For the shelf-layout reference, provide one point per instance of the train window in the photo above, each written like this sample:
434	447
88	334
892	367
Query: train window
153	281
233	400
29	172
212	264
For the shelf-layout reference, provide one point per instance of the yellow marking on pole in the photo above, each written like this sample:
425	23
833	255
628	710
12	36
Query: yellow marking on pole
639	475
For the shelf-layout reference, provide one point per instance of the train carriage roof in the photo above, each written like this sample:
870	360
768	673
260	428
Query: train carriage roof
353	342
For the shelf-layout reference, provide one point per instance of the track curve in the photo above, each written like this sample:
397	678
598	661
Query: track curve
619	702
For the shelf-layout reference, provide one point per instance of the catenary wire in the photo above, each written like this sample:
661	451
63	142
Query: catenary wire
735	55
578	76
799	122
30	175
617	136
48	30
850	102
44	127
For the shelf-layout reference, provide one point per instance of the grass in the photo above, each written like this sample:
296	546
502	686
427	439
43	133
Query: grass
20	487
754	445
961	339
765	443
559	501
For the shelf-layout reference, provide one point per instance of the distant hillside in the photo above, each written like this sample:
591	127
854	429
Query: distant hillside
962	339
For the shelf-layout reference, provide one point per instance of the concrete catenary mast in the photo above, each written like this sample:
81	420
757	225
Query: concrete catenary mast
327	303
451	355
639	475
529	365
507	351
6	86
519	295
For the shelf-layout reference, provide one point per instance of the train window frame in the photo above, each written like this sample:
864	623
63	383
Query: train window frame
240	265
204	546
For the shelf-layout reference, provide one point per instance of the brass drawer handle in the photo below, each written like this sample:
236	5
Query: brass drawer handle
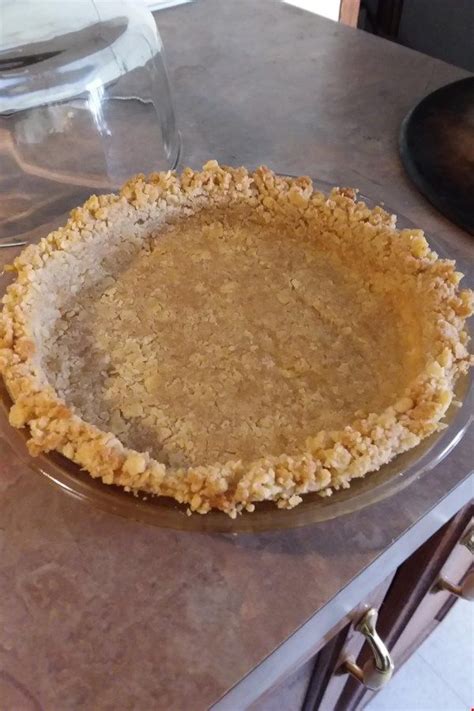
468	540
378	671
465	590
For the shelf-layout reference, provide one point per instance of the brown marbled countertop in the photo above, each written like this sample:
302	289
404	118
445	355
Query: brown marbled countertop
101	613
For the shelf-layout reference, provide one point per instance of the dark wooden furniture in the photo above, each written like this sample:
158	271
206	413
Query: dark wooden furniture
411	603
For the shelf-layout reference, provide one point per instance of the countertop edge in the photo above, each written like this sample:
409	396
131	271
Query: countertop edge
300	645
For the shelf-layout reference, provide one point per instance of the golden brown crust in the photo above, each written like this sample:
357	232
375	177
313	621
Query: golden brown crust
330	458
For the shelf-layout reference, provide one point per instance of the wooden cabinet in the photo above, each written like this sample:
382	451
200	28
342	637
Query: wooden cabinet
410	604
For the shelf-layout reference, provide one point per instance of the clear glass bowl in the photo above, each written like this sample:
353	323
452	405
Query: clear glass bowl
84	104
166	513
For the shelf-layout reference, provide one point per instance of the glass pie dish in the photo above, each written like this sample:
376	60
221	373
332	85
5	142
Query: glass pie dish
166	513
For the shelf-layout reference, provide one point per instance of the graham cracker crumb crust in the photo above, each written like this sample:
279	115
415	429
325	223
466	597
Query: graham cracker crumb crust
225	337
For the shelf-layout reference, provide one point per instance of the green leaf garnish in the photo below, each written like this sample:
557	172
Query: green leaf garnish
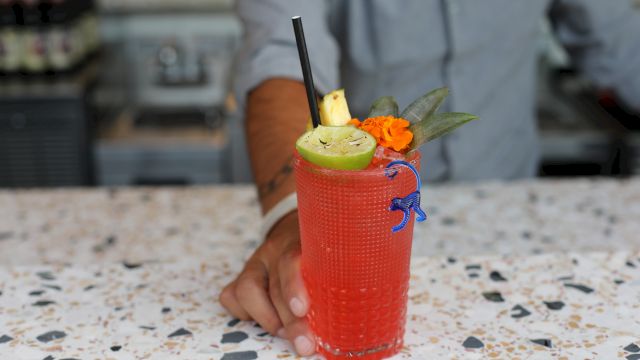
437	125
425	106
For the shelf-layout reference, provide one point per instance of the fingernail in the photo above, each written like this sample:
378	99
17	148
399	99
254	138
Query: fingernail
303	345
297	307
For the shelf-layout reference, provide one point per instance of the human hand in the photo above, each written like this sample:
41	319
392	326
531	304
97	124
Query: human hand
270	289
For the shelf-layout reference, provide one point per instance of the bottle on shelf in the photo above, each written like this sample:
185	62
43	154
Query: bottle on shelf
34	44
10	38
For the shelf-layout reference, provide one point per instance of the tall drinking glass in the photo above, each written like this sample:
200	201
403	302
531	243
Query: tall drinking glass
355	268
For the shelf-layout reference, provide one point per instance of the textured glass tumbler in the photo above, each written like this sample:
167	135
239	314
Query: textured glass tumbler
355	268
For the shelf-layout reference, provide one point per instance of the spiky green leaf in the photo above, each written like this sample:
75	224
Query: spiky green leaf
425	106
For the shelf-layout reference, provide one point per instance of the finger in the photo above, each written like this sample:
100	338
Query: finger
251	292
291	283
301	337
229	301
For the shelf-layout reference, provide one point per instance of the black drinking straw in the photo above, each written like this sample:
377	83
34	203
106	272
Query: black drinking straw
306	70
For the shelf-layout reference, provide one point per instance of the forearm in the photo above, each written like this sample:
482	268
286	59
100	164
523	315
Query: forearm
277	113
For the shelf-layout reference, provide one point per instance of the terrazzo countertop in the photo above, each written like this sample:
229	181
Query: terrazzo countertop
527	270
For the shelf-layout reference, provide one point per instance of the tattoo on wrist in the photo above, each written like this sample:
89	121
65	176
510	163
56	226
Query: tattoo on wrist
277	180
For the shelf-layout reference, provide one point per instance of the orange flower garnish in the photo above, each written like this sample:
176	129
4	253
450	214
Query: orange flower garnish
390	132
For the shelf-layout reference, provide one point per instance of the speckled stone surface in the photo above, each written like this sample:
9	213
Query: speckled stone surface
529	270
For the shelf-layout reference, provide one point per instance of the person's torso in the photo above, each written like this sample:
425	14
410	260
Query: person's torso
484	51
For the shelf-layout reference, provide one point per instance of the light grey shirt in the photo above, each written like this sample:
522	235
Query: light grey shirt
484	51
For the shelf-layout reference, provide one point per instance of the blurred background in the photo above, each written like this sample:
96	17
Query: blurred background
138	92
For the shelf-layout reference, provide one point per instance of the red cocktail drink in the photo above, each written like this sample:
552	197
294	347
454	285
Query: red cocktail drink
356	269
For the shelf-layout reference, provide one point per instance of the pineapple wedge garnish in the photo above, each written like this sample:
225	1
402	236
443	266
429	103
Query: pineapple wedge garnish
334	110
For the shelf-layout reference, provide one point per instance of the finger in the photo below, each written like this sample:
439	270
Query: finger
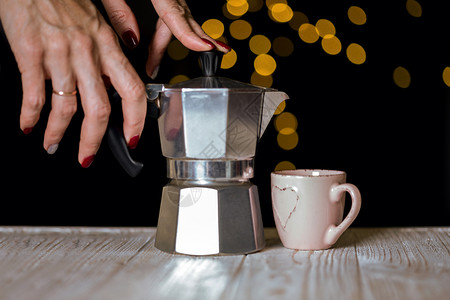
33	85
94	98
124	21
130	87
177	16
64	105
157	48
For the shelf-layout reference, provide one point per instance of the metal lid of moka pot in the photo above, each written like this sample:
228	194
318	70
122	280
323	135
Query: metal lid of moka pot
212	117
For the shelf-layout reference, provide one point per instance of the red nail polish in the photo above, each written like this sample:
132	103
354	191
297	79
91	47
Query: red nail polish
106	81
28	130
221	44
210	44
87	161
132	144
130	39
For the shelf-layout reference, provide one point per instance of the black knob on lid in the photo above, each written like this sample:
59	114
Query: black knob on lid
210	61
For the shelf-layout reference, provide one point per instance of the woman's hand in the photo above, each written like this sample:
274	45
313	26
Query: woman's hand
69	42
175	18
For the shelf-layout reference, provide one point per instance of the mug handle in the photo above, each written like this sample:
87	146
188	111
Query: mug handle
334	232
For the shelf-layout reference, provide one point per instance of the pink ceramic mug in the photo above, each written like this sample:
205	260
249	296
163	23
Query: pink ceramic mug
308	207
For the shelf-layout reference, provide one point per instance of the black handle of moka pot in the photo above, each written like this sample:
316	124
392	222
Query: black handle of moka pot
116	139
210	62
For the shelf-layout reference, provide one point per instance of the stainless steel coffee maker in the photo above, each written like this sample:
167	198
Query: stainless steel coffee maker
209	128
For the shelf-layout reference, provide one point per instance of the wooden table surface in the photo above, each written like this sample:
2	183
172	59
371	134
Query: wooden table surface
122	263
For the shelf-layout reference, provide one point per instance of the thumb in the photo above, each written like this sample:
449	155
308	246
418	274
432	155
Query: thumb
123	21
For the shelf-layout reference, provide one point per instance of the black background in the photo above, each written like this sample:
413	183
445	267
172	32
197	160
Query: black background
392	142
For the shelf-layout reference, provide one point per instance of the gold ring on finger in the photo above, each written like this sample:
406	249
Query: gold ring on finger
65	94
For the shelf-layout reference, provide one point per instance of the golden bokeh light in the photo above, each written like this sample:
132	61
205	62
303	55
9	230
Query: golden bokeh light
414	8
284	165
286	123
280	108
357	15
178	78
265	64
308	33
281	12
297	20
282	46
176	50
287	142
331	44
356	54
446	76
214	28
260	44
237	7
325	27
229	60
401	77
240	29
270	3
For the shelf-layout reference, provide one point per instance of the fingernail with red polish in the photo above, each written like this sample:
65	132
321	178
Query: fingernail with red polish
210	44
87	161
132	144
130	39
107	81
28	130
221	44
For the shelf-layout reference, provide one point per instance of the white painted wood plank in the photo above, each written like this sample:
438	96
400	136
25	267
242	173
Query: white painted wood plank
122	263
404	263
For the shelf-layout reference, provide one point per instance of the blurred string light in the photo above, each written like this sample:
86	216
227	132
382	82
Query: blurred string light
356	54
259	44
262	47
240	29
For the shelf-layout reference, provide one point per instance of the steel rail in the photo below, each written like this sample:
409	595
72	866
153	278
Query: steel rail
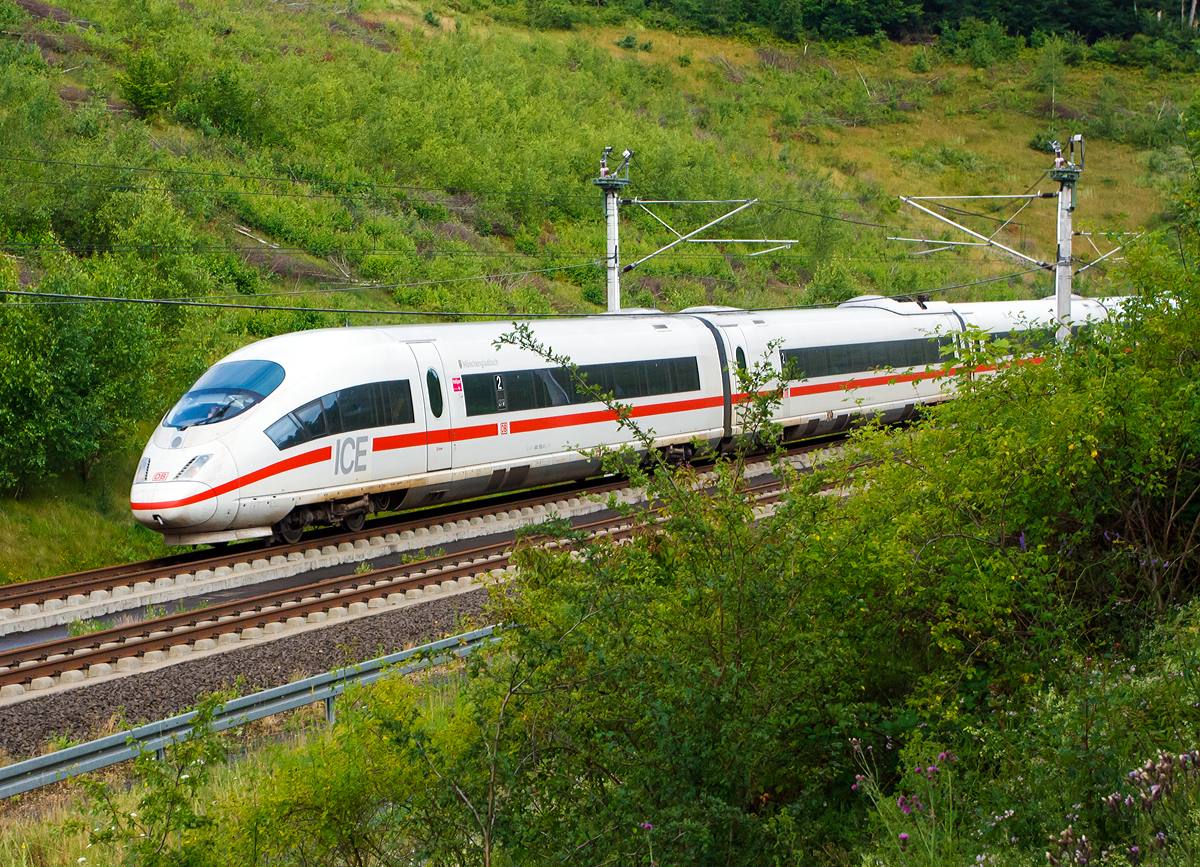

= = = =

▶ _Esercizio proposto_
Quali righe del materiale contengono la parola "steel"? Estraile tutte, tenendo conto di maiuscole e minuscole.

▶ _Risposta completa_
For the shelf-layout reference, provide one point per instance of the stainless steel coffee maker in the photo above, each written like this sample:
Query: stainless steel coffee maker
For the shelf-layout reference, provide one point per instance of the steel rail in the photo below, each written like this sample:
Query: steel rail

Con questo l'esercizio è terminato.